Il faudra probablement ajouter "as-is" et "freedist", à toi de voir si tu acceptes ces cas-là.

----------

## versus8

Apparemment, la licence as-is est devenu obsolète depuis janvier (﻿voir Bug 440638 & bug parent 436214)

Licence Group :

http://sources.gentoo.org/cgi-bin/viewvc.cgi/gentoo-x86/profiles/license_groups?r1=1.189&r2=1.190

Changelog :

http://sources.gentoo.org/cgi-bin/viewvc.cgi/gentoo-x86/profiles/ChangeLog?revision=1.7350

La licence as-is a donc été remplacé par HPND :

http://sources.gentoo.org/cgi-bin/viewvc.cgi/gentoo-x86/licenses/HPND

Très intéressante discussion sur la problématique (qui est liée aux dernières modifications) :

www.gossamer-threads.com/lists/gentoo/dev/260769

Je continue d'étudier la chose  :Smile: 

----------

## versus8

Coucou,

Je pense avoir les informations nécessaires, bientôt je tagguerai le post en 'résolu' (après quelques vérifications et tests bien sur).

Sinon, il y a un topic qui pourrait intéresser ceux qui souhaite obtenir plus d'informations sur le sujet, alors je colle l'URL ici :

https://forums.gentoo.org/viewtopic-t-934606-start-0.html

A quand le libre hardware ?  :p

----------

§ Données fournies
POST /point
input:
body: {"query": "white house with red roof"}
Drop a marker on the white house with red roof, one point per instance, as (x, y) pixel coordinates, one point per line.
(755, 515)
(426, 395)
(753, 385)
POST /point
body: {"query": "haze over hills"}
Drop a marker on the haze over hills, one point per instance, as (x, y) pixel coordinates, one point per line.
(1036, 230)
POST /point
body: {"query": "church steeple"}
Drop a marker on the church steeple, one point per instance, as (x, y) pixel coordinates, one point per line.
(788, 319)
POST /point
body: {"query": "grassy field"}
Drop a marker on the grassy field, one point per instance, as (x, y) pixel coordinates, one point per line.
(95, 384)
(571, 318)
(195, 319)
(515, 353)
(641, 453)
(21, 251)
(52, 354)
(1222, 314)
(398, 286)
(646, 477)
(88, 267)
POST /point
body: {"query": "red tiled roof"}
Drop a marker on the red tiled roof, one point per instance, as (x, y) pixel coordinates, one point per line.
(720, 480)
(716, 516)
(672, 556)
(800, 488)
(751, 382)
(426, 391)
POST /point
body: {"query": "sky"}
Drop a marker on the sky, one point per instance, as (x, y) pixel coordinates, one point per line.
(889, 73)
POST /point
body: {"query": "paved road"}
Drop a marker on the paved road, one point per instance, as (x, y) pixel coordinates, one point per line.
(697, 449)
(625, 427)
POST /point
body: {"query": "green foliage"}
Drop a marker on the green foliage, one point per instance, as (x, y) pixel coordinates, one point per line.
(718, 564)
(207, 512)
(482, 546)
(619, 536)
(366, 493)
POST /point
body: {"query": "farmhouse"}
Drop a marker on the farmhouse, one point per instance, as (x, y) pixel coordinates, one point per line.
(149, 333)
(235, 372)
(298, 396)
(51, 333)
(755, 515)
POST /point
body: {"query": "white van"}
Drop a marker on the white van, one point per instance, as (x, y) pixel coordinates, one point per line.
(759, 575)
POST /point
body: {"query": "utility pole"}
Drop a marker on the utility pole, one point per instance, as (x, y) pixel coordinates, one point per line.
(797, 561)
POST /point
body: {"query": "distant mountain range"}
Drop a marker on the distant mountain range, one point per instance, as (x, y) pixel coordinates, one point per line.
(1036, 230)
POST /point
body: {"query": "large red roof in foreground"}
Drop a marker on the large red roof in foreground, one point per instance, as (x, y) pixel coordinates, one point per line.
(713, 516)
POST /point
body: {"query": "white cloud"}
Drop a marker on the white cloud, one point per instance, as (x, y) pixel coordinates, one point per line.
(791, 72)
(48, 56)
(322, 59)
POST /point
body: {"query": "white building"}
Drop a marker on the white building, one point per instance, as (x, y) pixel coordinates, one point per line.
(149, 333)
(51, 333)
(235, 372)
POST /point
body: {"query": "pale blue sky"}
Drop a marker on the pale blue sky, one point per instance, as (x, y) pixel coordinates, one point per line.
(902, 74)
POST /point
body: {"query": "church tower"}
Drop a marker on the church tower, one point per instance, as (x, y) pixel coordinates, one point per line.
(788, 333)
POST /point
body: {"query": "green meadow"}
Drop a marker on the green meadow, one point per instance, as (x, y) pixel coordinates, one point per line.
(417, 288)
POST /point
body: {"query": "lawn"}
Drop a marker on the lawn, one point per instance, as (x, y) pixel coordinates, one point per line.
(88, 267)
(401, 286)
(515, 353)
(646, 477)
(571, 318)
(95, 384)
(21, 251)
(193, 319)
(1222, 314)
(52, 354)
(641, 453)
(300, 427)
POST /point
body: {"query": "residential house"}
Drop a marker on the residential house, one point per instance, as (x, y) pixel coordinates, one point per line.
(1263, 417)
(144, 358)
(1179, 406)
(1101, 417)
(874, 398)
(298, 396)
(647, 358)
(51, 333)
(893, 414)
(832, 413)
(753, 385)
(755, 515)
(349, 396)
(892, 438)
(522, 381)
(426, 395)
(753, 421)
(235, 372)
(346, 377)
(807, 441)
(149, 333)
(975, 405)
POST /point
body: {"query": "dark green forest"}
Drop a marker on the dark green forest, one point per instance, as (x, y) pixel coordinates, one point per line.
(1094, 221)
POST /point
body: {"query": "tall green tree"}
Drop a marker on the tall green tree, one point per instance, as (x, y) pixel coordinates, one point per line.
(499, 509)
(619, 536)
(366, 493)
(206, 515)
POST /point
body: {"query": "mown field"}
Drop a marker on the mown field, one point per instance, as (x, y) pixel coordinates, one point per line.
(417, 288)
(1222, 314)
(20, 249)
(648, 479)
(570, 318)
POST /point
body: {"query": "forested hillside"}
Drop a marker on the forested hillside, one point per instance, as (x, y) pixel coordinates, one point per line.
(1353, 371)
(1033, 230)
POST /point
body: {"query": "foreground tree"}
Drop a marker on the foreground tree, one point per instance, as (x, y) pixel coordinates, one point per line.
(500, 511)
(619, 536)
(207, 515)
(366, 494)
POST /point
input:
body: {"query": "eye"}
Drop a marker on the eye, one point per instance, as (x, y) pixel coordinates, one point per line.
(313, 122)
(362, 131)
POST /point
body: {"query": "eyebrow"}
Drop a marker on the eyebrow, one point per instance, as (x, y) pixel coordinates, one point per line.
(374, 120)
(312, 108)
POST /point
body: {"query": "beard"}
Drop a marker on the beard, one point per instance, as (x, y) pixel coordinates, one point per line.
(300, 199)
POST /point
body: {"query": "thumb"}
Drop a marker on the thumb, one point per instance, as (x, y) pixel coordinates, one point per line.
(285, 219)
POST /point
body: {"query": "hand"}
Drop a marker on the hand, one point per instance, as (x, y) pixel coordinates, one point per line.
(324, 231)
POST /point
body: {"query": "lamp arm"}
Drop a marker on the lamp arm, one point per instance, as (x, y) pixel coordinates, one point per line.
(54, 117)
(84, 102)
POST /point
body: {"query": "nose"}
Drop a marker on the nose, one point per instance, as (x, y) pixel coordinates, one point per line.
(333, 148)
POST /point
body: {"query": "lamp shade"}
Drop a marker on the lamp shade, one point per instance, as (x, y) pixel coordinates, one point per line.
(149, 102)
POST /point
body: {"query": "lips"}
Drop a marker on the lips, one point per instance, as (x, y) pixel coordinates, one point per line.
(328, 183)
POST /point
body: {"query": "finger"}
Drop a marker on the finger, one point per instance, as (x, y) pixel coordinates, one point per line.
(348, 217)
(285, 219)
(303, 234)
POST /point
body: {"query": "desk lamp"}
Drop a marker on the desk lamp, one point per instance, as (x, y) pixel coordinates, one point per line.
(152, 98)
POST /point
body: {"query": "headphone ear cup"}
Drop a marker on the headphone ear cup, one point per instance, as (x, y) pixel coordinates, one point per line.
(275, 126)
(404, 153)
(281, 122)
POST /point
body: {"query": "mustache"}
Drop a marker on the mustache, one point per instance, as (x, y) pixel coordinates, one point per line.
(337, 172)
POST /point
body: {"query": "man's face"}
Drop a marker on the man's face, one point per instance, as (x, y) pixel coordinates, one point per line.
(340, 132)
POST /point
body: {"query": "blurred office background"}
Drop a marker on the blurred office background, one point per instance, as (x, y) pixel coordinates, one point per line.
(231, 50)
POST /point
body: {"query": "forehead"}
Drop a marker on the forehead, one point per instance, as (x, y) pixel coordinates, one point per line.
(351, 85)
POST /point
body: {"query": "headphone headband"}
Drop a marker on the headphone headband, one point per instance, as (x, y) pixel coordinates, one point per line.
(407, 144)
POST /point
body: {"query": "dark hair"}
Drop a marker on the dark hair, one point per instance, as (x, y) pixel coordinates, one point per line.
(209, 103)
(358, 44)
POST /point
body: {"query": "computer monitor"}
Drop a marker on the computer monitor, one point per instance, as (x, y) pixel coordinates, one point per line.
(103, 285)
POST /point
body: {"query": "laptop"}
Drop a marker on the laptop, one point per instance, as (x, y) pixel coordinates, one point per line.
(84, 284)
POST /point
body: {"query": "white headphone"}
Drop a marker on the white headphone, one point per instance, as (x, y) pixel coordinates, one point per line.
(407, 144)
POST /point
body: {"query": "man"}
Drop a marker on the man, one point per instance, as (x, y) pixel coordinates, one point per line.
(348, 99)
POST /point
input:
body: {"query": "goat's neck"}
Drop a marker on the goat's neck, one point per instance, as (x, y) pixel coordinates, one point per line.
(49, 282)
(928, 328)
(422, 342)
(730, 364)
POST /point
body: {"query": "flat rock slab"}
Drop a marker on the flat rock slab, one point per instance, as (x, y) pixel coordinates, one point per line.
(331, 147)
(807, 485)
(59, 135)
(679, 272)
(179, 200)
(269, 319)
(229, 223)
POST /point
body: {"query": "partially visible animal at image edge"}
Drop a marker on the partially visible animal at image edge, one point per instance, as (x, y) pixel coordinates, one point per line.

§ Objectif de l'exercice
Recopiez sans rien modifier tout le passage de la discussion sur les licences de Gentoo, depuis « Très intéressante discussion » jusqu'à « tests bien sur). ».

§ Résultat attendu
Très intéressante discussion sur la problématique (qui est liée aux dernières modifications) :

www.gossamer-threads.com/lists/gentoo/dev/260769

Je continue d'étudier la chose  :Smile: 

----------

## versus8

Coucou,

Je pense avoir les informations nécessaires, bientôt je tagguerai le post en 'résolu' (après quelques vérifications et tests bien sur).